位置标注数据节选

--

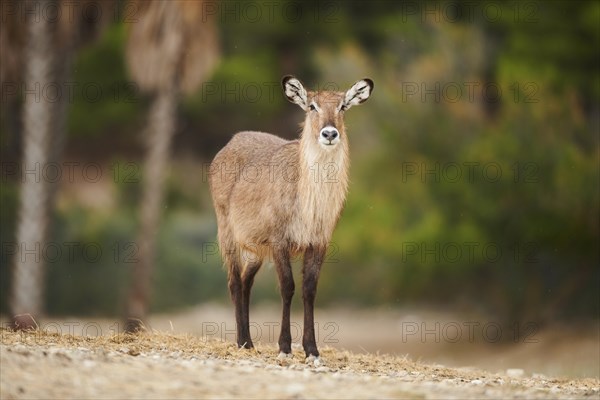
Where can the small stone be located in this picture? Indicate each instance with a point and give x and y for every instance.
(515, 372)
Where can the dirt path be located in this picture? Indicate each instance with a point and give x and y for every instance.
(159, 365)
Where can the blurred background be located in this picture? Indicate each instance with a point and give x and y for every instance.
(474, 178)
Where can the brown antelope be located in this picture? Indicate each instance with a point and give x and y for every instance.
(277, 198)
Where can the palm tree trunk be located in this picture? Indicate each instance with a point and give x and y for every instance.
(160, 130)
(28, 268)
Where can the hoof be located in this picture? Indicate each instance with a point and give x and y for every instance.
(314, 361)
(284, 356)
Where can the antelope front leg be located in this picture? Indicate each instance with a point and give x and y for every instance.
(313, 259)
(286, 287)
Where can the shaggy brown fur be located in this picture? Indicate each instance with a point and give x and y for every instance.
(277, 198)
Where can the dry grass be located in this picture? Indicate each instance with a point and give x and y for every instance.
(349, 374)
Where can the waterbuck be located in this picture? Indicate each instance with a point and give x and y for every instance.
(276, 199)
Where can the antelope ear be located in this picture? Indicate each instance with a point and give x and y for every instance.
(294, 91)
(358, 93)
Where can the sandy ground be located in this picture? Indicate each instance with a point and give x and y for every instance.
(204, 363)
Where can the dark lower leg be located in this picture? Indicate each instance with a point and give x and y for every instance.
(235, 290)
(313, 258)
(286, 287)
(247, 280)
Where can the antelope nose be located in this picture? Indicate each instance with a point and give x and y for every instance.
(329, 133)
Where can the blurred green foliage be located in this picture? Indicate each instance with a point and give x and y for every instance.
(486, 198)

--

**给定任务:** 从上方含有"Where can the dark"的那一行起（含该行），到末尾为止，只把这些行重新写出，提问照原样保留，答案中的每个坐标值乘以1.7，再四舍五入为整数，0.5一律进位。

**任务结果:**
Where can the dark lower leg be located in this picture? Indicate each instance with a point and give x and y for every instance.
(400, 493)
(532, 439)
(486, 488)
(420, 476)
Where can the antelope nose be located in this picture? Indicate each instance with a point and give x and y for every instance.
(559, 226)
Where can the blurred green foliage be located in this picture? Indicate each instance with a point and give x and y for every instance.
(826, 337)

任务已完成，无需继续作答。